»»

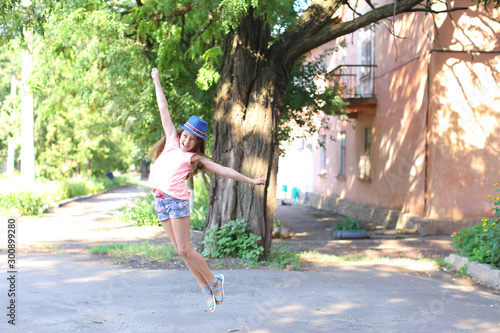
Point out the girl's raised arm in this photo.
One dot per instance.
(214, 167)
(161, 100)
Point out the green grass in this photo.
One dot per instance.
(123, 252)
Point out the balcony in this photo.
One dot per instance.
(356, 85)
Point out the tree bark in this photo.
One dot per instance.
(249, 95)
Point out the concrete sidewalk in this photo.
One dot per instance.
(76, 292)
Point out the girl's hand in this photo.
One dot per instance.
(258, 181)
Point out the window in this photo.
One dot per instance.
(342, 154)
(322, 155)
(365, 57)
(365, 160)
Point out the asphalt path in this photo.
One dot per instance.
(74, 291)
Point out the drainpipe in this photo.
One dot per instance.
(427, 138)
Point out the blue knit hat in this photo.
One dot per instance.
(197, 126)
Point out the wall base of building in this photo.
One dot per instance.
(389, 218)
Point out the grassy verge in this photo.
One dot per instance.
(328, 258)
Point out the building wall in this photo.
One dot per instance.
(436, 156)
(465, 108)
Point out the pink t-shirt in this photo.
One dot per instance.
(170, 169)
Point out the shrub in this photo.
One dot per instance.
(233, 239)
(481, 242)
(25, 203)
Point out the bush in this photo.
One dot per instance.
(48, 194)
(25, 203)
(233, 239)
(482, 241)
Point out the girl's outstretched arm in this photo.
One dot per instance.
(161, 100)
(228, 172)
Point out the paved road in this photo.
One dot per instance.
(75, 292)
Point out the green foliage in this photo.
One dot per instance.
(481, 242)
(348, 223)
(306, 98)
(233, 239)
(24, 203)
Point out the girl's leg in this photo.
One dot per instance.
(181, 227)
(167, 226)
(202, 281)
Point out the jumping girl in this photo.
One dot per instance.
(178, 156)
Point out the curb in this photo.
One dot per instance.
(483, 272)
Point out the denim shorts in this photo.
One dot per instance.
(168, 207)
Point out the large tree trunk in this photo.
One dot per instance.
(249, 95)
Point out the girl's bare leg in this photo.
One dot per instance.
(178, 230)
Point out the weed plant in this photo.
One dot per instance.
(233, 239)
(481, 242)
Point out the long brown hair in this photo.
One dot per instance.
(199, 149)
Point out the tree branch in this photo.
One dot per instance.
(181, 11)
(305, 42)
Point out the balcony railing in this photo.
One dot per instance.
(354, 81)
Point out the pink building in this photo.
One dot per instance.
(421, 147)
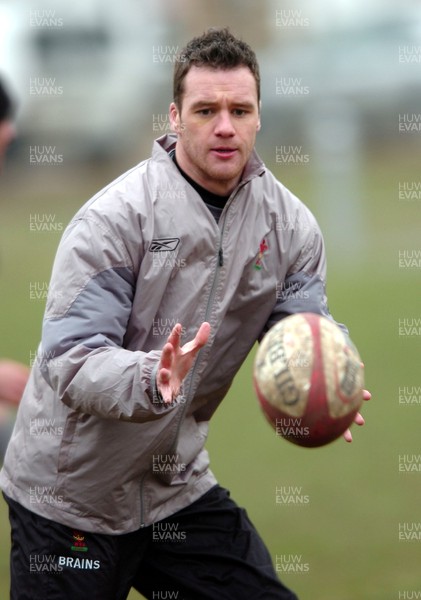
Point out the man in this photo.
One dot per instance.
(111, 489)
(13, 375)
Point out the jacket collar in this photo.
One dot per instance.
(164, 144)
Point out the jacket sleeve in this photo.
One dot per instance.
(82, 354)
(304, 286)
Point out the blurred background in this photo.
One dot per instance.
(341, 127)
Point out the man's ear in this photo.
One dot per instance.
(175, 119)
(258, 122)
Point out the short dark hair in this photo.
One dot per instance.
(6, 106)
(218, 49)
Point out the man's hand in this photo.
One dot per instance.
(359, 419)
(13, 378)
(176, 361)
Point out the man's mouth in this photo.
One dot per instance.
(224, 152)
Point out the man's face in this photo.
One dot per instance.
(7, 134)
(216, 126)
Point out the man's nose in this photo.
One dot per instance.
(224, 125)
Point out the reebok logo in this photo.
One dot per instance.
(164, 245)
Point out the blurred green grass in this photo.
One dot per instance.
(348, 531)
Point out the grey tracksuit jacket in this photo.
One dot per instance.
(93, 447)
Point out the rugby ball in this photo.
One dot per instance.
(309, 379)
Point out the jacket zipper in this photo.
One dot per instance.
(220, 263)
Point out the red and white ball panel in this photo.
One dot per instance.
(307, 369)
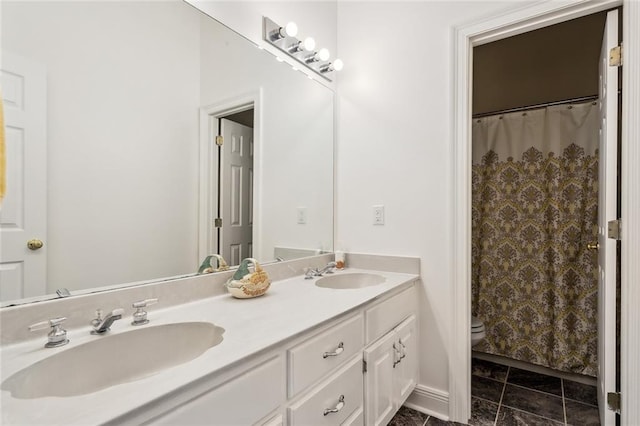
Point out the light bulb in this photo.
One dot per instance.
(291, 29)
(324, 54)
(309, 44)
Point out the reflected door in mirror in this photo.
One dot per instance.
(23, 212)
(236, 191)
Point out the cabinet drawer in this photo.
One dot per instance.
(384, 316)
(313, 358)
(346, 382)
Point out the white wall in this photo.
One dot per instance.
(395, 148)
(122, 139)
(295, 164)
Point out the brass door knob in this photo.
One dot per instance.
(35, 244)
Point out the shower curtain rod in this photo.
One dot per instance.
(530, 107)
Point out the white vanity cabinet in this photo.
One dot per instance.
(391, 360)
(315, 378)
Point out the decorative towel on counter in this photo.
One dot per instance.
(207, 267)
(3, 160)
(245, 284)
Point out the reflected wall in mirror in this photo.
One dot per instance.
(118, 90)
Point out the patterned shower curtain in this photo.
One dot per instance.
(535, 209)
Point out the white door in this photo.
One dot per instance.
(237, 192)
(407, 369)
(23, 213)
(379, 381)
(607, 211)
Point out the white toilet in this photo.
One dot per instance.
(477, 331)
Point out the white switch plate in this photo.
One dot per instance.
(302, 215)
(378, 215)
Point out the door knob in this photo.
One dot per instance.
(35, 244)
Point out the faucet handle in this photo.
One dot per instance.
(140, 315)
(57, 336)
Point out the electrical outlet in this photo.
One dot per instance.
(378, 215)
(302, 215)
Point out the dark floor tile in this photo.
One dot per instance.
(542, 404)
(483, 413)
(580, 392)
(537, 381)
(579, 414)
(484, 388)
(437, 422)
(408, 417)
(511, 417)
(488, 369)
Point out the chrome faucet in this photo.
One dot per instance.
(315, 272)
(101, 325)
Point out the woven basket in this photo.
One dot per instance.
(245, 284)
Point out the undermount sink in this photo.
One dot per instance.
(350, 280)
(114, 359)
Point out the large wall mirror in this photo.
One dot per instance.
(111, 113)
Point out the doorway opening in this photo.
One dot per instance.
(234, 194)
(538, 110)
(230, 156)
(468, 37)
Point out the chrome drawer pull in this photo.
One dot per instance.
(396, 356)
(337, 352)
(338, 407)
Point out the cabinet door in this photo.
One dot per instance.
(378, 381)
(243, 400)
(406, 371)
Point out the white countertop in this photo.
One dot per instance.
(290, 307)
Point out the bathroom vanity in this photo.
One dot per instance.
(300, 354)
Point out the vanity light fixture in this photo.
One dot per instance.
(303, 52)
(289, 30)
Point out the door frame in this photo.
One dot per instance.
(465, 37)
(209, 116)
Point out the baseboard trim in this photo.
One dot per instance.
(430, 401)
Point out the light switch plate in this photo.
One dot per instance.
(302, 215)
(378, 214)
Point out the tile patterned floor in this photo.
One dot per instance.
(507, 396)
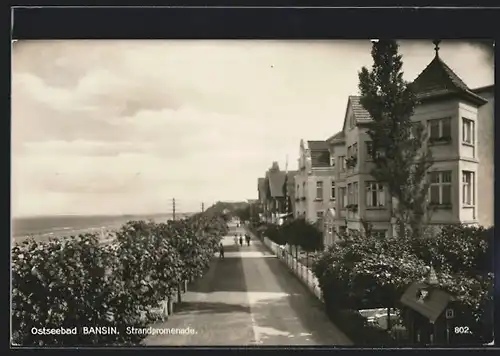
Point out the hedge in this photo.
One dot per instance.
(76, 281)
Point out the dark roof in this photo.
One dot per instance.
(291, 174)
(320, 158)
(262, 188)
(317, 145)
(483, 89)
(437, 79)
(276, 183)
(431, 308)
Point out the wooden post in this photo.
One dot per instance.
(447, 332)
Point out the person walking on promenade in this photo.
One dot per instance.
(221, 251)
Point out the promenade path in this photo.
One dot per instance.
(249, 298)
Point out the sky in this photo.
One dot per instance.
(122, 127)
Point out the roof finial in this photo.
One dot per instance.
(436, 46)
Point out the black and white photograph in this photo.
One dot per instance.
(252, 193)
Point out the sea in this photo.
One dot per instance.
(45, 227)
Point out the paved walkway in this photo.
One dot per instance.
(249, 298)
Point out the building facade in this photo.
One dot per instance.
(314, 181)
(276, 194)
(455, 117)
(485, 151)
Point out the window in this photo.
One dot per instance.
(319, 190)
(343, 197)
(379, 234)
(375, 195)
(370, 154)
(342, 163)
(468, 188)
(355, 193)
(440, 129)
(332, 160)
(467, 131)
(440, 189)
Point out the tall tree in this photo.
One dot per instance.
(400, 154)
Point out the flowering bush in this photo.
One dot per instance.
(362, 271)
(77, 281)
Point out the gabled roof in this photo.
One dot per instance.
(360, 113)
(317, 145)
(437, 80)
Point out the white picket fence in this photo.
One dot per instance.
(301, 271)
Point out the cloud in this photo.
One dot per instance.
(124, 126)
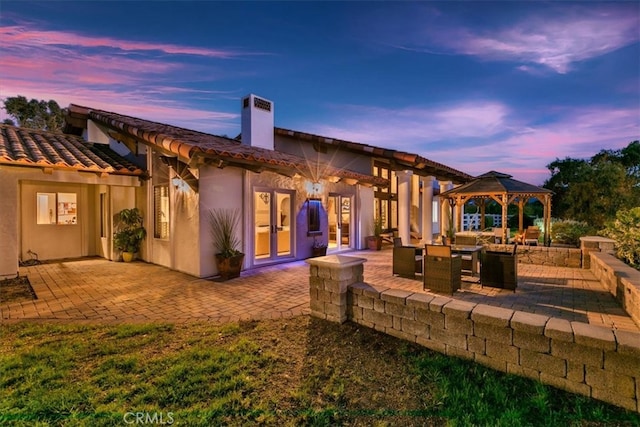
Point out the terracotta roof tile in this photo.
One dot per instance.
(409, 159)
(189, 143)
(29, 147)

««

### Task statement
Go through the data and return each line where the word "drawer" appears.

### Task response
Point out the cabinet drawer in this photo.
Point out the chrome drawer pull in this photo.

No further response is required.